Given exercise 1: Rewrite the potassium chloride text, everything from "Potassium chloride is a chemical" down to "a saline taste.", swapping "saline" for "salty".
Given exercise 2: Give only the number of record lines that contain the string "water", where case counts.

Provided passage:

- - - - -

Chemical Structure of Potassium Chloride

Updated April 17, 2017

Potassium chloride is a chemical made up of one potassium atom and one chloride atom. It has a molecular weight of 74.55. Potassium makes up 52.4 per cent of the compound while chloride makes up 47.6 per cent of the molecule. It's molecular structure is a face-centred cubic lattice.

Physical Properties

Potassium chloride is a metal halide salt. At room temperature it exists as white crystals or a crystalline powder. It can also exist as white granular powder or colourless, odourless crystals. It has a saline taste.

Chemical Structure

At the molecular level potassium chloride exists as a crystalline structure, like many other halide salts. It appears as a face-centred cube. The cube has repeating units that extend in all directions. The arrangement of the K and Cl ions in the cube forms what is called a lattice. In halide salts, such as NaCl and KCl, the crystal lattice formation is highly ordered, having regular, repeating patterns of ions.

- - - - -

Data provided:
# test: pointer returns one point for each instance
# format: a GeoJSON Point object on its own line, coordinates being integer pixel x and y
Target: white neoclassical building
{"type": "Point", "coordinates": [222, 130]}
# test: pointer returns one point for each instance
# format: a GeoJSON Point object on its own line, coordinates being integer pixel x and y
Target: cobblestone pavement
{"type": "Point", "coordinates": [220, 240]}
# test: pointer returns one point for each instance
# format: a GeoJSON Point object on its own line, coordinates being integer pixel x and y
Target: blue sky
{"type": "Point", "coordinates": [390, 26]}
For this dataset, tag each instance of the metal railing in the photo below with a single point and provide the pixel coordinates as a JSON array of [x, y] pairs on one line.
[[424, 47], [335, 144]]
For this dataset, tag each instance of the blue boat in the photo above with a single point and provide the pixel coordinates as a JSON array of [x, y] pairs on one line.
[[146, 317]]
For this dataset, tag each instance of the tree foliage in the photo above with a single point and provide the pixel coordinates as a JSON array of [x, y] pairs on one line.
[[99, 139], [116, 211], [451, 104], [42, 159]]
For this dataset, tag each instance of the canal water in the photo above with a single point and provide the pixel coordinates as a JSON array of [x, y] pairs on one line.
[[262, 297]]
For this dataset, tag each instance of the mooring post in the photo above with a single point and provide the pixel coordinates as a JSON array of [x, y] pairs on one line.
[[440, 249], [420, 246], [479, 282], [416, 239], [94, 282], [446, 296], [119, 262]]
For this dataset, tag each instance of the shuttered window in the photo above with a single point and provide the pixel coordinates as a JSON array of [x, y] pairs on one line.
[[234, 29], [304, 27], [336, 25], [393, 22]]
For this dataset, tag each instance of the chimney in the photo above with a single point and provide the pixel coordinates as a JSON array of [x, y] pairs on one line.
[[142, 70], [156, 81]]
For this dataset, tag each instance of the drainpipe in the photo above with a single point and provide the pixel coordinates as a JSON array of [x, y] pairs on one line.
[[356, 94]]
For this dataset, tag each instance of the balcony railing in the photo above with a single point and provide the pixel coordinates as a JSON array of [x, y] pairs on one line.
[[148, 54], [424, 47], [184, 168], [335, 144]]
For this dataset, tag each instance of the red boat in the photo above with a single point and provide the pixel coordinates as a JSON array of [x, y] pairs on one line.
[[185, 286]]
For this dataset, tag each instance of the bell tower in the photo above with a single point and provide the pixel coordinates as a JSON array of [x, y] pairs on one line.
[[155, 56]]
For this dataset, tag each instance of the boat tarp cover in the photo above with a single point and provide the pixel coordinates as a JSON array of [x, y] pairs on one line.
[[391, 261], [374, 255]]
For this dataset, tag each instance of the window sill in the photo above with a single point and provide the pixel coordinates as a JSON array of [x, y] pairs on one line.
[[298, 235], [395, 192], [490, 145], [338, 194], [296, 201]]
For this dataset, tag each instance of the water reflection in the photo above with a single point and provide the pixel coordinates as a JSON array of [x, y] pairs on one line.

- - - - -

Worked solution 1:
Potassium chloride is a chemical made up of one potassium atom and one chloride atom. It has a molecular weight of 74.55. Potassium makes up 52.4 per cent of the compound while chloride makes up 47.6 per cent of the molecule. It's molecular structure is a face-centred cubic lattice.

Physical Properties

Potassium chloride is a metal halide salt. At room temperature it exists as white crystals or a crystalline powder. It can also exist as white granular powder or colourless, odourless crystals. It has a salty taste.

Worked solution 2: 2